把以下全部条目一字不差地抄写一遍。

→ 所给数据:
◇ ◇ ◇ ◇
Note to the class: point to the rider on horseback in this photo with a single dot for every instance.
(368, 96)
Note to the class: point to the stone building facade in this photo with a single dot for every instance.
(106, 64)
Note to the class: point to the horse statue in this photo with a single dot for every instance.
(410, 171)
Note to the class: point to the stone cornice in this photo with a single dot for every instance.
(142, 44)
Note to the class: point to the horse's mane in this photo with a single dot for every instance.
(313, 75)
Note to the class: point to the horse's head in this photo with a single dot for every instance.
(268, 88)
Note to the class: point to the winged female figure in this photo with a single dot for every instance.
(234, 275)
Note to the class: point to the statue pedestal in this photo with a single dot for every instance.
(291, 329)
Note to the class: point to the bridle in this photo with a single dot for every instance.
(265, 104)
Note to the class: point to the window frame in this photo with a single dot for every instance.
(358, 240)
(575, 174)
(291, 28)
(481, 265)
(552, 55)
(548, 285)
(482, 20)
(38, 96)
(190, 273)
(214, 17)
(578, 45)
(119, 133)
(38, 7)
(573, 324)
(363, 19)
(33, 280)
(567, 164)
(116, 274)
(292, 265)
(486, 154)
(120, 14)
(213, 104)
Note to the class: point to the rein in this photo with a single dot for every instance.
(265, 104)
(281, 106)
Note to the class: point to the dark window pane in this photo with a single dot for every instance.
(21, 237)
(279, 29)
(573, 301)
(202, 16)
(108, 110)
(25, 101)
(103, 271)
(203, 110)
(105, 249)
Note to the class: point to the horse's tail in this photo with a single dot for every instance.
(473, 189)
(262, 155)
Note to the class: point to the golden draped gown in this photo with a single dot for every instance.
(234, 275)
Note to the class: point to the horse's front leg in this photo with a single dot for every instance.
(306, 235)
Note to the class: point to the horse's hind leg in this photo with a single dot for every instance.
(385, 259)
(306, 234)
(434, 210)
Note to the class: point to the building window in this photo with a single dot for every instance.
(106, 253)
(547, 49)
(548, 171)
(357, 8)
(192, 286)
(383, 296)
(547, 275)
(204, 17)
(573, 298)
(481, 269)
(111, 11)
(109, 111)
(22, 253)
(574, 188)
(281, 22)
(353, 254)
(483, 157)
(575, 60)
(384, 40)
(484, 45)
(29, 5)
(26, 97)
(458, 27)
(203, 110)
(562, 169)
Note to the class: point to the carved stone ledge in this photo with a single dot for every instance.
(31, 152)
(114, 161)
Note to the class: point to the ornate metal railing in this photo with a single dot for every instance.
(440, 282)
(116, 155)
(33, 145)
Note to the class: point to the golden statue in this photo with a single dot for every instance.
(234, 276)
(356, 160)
◇ ◇ ◇ ◇
→ 书面回答:
Note to the class: point to the rider on horseback in this photo with a single dot for every instance.
(368, 96)
Note to the class: point to the stone building facade in this photo with a single dot for every instance.
(106, 64)
Note to the class: point to the horse statue in this photo with a single dot for every instance.
(410, 171)
Note to the class: point to the stone cornice in this photo with a single dot for every instance.
(142, 44)
Note to the class: point to the horse's mane in this photo with a single dot for every instance.
(313, 75)
Note to the class: point to the horse's head in this photo with a single dot for every instance.
(268, 88)
Note to the class: point to the winged female figure in this photo with a single dot for every instance.
(234, 275)
Note to the class: point to the statue pedestal in this photo with a single dot for every instance.
(291, 329)
Note to the class: point to the bridle in this photo with a single dot for every instance.
(265, 104)
Note to the class: point to the window frame in this photo with a single dot for every instance.
(358, 240)
(575, 174)
(291, 28)
(481, 265)
(552, 55)
(548, 285)
(482, 20)
(38, 96)
(190, 273)
(214, 17)
(578, 45)
(119, 133)
(38, 7)
(573, 324)
(363, 19)
(33, 280)
(567, 164)
(116, 274)
(292, 265)
(486, 154)
(120, 14)
(213, 104)
Note to the class: point to the rein in this photo with a single dot for every instance.
(265, 104)
(281, 106)
Note to the class: point to the dark window pane in this photo with a single dot for every instance.
(21, 237)
(279, 29)
(573, 301)
(202, 16)
(108, 110)
(25, 101)
(103, 271)
(203, 110)
(105, 249)
Note to the class: point to the horse's tail in this photo with a single dot for every instance.
(473, 189)
(262, 155)
Note to the class: point to the golden draped gown in this photo with a single dot for every instance.
(234, 275)
Note to the class: point to the horse's front leg in this photo with a single dot for every instance.
(306, 235)
Note to the class: point to the horse's hind leg in this photo with a single dot for every instance.
(385, 259)
(306, 234)
(434, 210)
Note to the class: point to the building window in this photo with a single dot for every instance.
(106, 253)
(547, 49)
(548, 171)
(357, 8)
(192, 286)
(383, 296)
(547, 275)
(204, 17)
(573, 298)
(481, 269)
(111, 11)
(109, 111)
(22, 253)
(574, 188)
(281, 22)
(353, 254)
(483, 157)
(575, 60)
(384, 40)
(484, 45)
(29, 5)
(26, 97)
(458, 27)
(203, 110)
(562, 169)
Note to the class: point to the carved stone ledge in this photo with a single dot for every instance.
(31, 152)
(114, 161)
Note to the class: point to the ornate metal railing in this photo with a single dot for every instance.
(440, 282)
(116, 155)
(33, 145)
Note to the class: point to the golden statue in this photo with a single dot for every instance.
(234, 276)
(356, 160)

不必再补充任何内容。